Each line from the one containing "27V3L257 6L284 299L300" to the end of the entries below must be restated exactly, and no other line should appear.

(Beginning of DATA SUPPLIED)

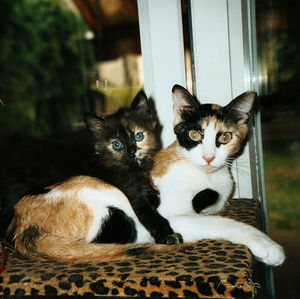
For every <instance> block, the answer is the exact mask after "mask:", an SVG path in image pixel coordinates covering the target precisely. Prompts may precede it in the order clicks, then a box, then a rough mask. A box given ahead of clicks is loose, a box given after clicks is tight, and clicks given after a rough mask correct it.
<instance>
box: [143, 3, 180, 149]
mask: <svg viewBox="0 0 300 299" xmlns="http://www.w3.org/2000/svg"><path fill="white" fill-rule="evenodd" d="M138 12H139V26H140V36H141V49H142V57H143V65H144V77H145V92H146V94H147V96H148V97H152V98H153V100H154V101H155V104H156V108H157V112H158V117H159V119H160V122H161V124H162V126H163V131H162V141H163V146H164V147H165V146H167V145H169V144H170V143H171V142H172V141H173V140H174V139H175V135H174V133H173V113H172V100H171V90H172V87H173V85H174V84H180V85H182V86H186V77H185V63H184V46H183V33H182V17H181V4H180V0H163V1H161V0H138Z"/></svg>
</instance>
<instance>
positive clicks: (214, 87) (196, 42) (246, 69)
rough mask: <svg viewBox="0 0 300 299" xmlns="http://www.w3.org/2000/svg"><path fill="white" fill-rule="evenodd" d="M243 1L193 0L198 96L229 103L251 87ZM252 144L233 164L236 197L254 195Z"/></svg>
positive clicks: (207, 99)
mask: <svg viewBox="0 0 300 299" xmlns="http://www.w3.org/2000/svg"><path fill="white" fill-rule="evenodd" d="M241 2H242V0H230V1H229V0H218V1H207V0H191V16H192V38H193V46H194V49H193V53H194V64H195V84H196V88H195V91H196V96H197V98H198V99H199V100H200V102H202V103H207V102H211V103H217V104H219V105H226V104H227V103H228V102H229V101H230V100H232V99H233V98H234V97H236V96H238V95H239V94H240V93H242V92H244V91H246V90H248V89H249V87H250V76H249V73H248V72H249V70H248V68H246V65H247V63H248V62H247V60H248V59H249V57H248V55H246V53H247V51H246V49H245V48H244V44H245V43H244V42H243V41H244V38H245V37H244V34H245V30H247V29H248V28H244V27H243V20H242V16H243V14H242V3H241ZM250 169H251V168H250V156H249V146H248V145H247V146H246V147H245V150H244V152H243V154H242V155H241V156H240V157H239V158H238V159H237V161H236V162H235V164H234V165H233V167H232V173H233V176H234V179H235V182H236V191H235V195H234V196H235V197H246V198H252V196H253V194H252V183H251V170H250Z"/></svg>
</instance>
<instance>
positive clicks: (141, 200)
mask: <svg viewBox="0 0 300 299" xmlns="http://www.w3.org/2000/svg"><path fill="white" fill-rule="evenodd" d="M119 187H120V189H121V190H122V191H123V192H124V193H125V195H126V196H127V198H128V200H129V202H130V204H131V206H132V209H133V210H134V212H135V214H136V216H137V218H138V219H139V221H140V222H141V223H142V224H143V225H144V227H145V228H146V229H147V230H148V231H149V232H150V234H151V236H152V237H153V238H154V240H155V242H156V243H159V244H178V243H182V237H181V235H180V234H178V233H175V232H174V231H173V229H172V228H171V226H170V224H169V221H168V220H167V219H166V218H164V217H163V216H162V215H161V214H160V213H159V212H158V211H157V209H156V208H155V206H156V204H153V203H158V204H159V198H158V193H157V192H156V191H155V189H153V187H152V186H151V184H150V183H149V180H148V178H146V177H145V176H143V175H141V176H139V177H137V176H135V177H134V178H132V179H130V178H128V179H127V182H126V185H123V186H119Z"/></svg>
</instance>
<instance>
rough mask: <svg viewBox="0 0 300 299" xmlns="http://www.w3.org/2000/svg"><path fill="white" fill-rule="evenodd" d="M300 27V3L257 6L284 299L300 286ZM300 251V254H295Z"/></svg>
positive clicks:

(End of DATA SUPPLIED)

**ANSWER TO THE EXERCISE:**
rough mask: <svg viewBox="0 0 300 299" xmlns="http://www.w3.org/2000/svg"><path fill="white" fill-rule="evenodd" d="M300 27V3L257 6L284 299L300 286ZM300 251V254H295Z"/></svg>
positive clicks:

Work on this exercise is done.